[[ RECORDS TO PROCESS, beginning ]]

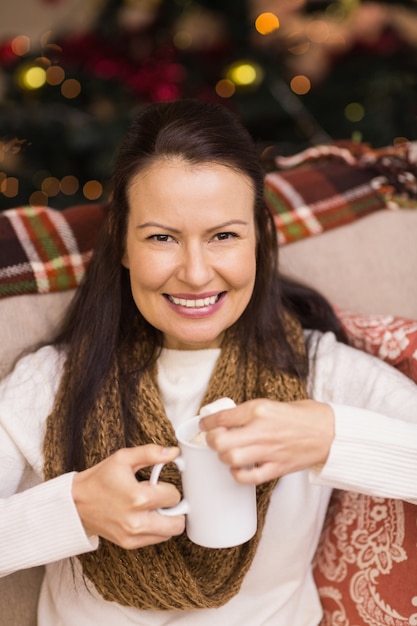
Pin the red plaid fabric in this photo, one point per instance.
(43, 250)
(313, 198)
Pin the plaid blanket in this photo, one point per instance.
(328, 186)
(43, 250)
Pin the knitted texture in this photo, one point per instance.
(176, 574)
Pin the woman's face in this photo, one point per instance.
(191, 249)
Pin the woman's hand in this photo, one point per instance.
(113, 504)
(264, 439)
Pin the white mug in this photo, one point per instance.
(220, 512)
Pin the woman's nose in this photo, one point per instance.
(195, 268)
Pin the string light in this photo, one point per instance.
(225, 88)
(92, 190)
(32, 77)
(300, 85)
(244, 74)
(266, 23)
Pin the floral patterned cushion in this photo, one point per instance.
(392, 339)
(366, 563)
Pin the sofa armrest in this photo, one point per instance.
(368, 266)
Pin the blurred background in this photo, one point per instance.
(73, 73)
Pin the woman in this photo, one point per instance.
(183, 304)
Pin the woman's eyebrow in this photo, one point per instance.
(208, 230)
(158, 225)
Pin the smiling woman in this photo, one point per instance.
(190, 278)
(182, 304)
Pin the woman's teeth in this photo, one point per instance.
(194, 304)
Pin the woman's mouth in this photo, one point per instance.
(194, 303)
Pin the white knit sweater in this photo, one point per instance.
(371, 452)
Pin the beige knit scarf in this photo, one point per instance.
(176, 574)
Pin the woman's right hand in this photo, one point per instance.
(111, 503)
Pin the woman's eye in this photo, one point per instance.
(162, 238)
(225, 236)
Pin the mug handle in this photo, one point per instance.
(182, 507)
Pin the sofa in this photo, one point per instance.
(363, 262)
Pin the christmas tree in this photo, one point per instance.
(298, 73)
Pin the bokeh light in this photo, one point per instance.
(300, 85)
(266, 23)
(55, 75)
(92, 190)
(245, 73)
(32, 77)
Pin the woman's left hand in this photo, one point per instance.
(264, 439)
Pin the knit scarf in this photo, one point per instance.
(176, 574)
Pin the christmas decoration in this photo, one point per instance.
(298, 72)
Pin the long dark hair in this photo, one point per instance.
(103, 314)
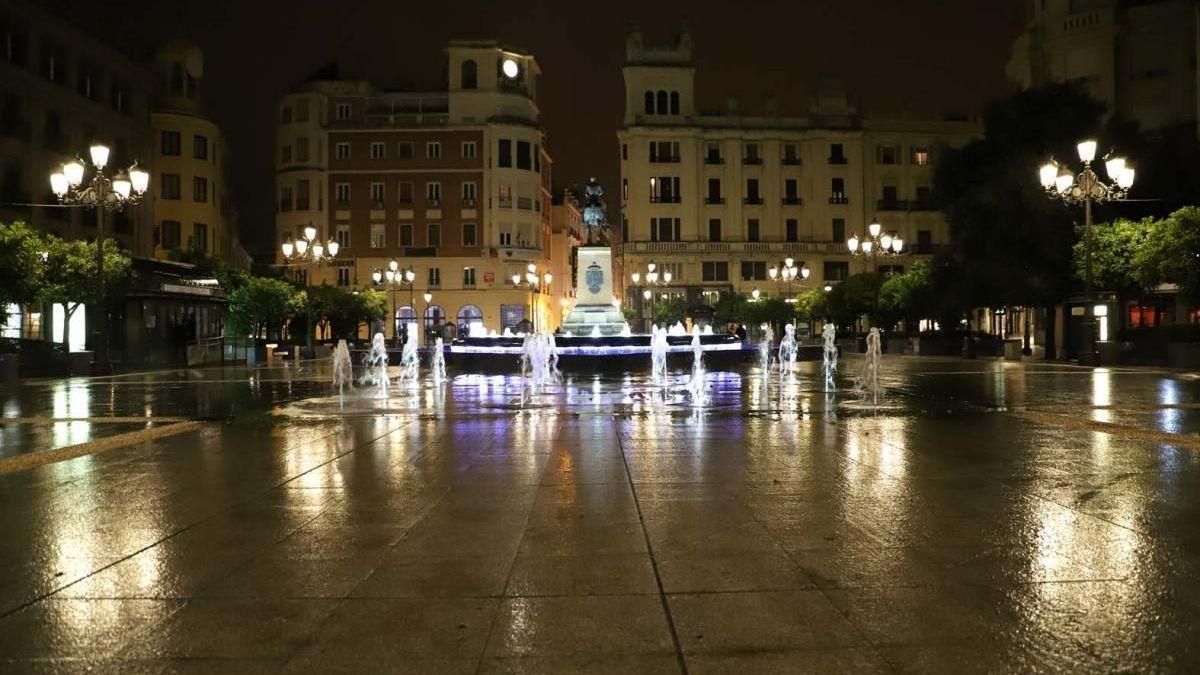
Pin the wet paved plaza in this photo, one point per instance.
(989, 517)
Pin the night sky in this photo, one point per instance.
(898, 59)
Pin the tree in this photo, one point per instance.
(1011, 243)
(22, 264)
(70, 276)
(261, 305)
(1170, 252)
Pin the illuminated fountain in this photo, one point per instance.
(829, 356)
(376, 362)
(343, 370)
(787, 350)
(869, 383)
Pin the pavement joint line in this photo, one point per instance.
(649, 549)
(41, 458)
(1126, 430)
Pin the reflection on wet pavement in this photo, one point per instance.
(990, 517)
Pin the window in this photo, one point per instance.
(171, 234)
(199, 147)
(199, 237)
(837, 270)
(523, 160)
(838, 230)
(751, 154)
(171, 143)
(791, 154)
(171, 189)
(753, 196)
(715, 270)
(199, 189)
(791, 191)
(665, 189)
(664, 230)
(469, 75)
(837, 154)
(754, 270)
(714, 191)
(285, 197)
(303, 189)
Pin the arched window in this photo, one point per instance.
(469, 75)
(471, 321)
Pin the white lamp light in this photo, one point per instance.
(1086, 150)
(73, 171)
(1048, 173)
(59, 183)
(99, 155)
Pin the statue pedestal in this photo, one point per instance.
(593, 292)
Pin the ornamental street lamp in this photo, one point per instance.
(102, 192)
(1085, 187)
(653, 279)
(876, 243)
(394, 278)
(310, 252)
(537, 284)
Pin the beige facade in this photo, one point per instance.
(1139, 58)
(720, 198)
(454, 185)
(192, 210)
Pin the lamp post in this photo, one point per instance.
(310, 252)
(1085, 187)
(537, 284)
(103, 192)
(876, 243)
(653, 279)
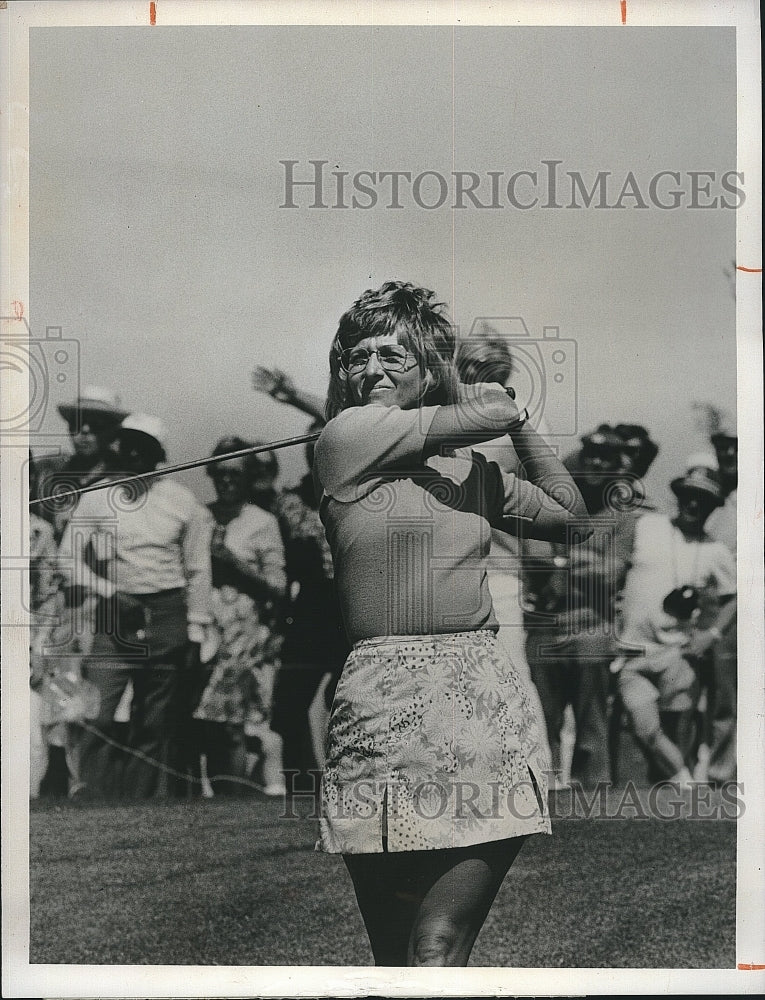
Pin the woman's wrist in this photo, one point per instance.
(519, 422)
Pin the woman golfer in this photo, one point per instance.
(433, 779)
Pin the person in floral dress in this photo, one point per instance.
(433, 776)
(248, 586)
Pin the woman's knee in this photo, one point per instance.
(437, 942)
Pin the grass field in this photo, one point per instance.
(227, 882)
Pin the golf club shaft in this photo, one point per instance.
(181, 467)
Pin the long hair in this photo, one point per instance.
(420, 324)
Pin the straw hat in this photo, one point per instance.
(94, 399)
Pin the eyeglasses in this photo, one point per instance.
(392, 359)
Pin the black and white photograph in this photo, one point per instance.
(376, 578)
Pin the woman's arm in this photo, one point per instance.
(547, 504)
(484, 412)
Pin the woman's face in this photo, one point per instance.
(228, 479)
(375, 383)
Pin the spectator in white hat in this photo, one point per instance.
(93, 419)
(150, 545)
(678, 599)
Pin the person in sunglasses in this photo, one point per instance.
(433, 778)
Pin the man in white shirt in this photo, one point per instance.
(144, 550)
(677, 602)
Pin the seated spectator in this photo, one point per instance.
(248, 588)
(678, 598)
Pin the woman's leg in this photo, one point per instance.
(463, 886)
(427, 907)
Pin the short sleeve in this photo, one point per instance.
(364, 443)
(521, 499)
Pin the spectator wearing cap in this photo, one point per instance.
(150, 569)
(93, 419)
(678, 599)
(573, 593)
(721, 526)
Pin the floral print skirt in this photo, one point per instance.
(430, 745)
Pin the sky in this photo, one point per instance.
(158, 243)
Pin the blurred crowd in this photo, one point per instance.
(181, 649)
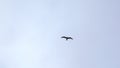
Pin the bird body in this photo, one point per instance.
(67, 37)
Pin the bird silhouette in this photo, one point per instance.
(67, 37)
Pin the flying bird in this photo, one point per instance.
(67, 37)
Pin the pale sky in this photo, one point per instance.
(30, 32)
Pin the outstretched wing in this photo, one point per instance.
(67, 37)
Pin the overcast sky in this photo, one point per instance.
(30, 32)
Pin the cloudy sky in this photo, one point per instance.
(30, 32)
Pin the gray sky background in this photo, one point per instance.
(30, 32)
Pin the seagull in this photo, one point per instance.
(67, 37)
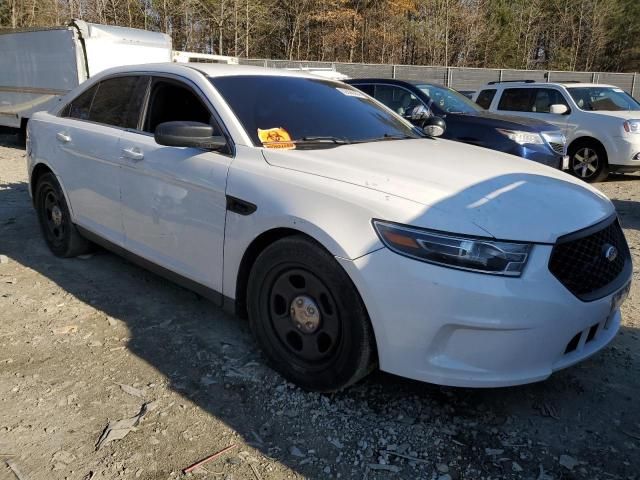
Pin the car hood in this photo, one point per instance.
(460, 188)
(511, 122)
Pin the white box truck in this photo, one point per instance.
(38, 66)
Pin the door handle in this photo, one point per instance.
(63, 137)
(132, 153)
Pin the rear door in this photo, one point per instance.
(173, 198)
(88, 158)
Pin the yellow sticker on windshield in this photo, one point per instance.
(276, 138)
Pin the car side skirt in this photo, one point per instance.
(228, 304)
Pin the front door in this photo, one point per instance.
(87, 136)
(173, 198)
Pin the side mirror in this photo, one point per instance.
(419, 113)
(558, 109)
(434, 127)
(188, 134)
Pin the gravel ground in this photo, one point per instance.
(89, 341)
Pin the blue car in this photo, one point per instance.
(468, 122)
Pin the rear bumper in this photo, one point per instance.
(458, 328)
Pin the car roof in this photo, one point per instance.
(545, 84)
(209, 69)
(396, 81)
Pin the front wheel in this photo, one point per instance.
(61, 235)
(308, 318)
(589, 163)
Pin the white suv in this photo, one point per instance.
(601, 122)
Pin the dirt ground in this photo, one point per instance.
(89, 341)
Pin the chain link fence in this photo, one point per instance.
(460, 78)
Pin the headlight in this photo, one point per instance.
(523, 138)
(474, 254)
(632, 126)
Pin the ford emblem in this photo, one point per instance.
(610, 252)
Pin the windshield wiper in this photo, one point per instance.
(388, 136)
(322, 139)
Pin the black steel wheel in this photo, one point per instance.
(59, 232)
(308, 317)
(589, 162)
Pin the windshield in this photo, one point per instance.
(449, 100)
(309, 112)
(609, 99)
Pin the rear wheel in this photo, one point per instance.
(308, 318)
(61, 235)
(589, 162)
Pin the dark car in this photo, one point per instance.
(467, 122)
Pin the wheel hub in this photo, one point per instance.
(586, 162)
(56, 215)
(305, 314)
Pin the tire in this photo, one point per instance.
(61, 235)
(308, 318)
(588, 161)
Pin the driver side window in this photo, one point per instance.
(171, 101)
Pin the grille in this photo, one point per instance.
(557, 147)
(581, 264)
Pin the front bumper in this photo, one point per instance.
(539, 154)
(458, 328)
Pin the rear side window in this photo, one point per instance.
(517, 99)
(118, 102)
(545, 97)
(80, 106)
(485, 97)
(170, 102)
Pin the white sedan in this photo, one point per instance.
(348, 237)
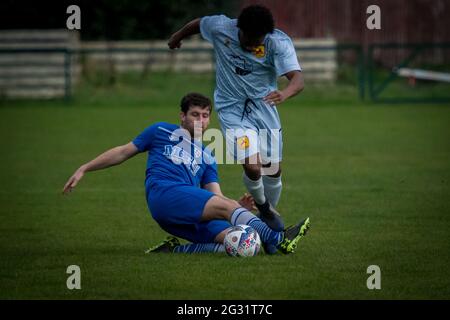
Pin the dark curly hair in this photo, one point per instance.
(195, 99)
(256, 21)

[[ RECORDS TO PROCESS, end ]]

→ **ASSIGNED TASK**: Exactly the lines from the line with "Pin the front bumper" through the last line of the listing, both included, should be extracted, and the pictures left behind.

→ **ANSWER TO THIS PROBLEM**:
Pin the front bumper in this photo, one point per instance.
(539, 154)
(458, 328)
Pin the rear side window in this photo, one point per instance.
(517, 99)
(118, 102)
(545, 97)
(80, 106)
(485, 97)
(170, 102)
Pin the white sedan in this photo, one point per instance.
(348, 237)
Pin the dark curly hair in this photo, one point per instance.
(195, 99)
(256, 21)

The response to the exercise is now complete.